EXCERPT TO READ:
-=-=-=-=-

# harrison lathe ?



## nightowl499 (Sep 20, 2013)

any one have experience with harison lathes , found a harison m three hundred looks to have all the goodies
any thoughts on these its a thirteen by forty ,


----------



## Brain Coral (Sep 20, 2013)

nightowl499 said:


> any one have experience with harison lathes , found a harison m three hundred looks to have all the goodies
> any thoughts on these its a thirteen by forty ,




I don't have personal experience with the Harrison lathes, but a friend of mine has one and claims that it is a very stout lathe for it's size.

Here's a link with info on that lathe. Is this the lathe that you're looking at ?

http://www.lathes.co.uk/harrison-m/page2.html

Brian


----------



## nightowl499 (Sep 21, 2013)

thanks brian yes thats the one i am looking at,  just like it with some extras has a real nice qctp on it 
would be a real step up from my  nine by twenty


----------



## nightowl499 (Sep 21, 2013)

Senna said:


> An enormous step up.
> If the price is right you should snap it up.



the price may be real right , the guy that has it bought a warehouse for his buisness and this was in it 
he thought it was a milling machine of some sort its just sorta in his way dont know what to offer and still keep a straight face.  may be cheaper than my little one


----------



## Carl (Sep 21, 2013)

Can't say about the one you are interested in, BUT if it's of the same  quality (I'm sure it is) as the one's at work.  The price could be  right, very right.

We have, at work, 2 - M500's and one 21".

They are about 30 yrs old, and not abused, and still hold very good on tolerances.
We are a job shop, we're not just making the same old little pieces, day in and day out.
Could bore you with a lot of details, not gonna do it.

If I ever can afford a nice used Harrison lathe, I would buy, for now I'll stick with the 2 I have.

Definitely, check it under power if you can.  If it has been used a lot, expect some wear. Hopefully, it has hardened bed ways.  If you suspect bed way wear - run carriage up the the chuck end - finger only - lightly snug the carriage lock N back off a hair; now slowly move carriage to tail stock, this will give you an idea of wear.  Also, if you can, under power, try it out, run it thru feeding and threading.  Pull the end cover (head stock) look at the gears for broken teeth, oil seals leaking, etc.

-=-=-=-=-

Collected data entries
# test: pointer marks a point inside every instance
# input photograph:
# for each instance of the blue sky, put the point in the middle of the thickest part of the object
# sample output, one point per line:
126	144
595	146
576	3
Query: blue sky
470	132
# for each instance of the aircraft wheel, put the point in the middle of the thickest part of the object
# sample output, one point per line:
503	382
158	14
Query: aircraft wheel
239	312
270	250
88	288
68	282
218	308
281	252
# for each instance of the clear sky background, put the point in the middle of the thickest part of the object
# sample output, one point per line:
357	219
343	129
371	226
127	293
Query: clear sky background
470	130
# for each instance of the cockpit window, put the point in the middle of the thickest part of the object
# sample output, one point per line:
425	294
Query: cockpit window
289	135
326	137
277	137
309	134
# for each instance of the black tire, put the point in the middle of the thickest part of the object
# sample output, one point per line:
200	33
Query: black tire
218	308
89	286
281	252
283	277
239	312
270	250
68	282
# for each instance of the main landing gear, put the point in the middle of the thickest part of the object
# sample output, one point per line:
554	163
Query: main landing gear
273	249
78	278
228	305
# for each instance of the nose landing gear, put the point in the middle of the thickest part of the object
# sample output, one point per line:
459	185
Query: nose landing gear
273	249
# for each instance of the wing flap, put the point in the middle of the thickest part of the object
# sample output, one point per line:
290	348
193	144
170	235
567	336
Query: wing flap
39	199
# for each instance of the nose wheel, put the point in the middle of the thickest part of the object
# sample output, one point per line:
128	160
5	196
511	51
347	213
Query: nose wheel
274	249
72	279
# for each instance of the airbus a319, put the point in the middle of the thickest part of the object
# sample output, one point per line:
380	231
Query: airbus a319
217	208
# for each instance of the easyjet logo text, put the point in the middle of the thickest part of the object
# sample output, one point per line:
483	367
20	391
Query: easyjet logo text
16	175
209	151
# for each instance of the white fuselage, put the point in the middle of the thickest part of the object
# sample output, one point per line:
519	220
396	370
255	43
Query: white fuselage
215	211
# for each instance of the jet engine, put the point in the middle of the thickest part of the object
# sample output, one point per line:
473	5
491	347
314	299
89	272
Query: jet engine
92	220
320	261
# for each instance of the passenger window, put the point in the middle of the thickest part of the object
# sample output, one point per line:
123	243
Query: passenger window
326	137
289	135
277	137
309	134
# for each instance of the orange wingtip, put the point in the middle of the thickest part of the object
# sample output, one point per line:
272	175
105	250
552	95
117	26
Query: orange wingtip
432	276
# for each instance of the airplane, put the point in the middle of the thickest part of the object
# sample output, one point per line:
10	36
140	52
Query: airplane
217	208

-=-=-=-=-

In the Harrison lathe thread, what size is the lathe that nightowl499 already owns?

Nine by twenty.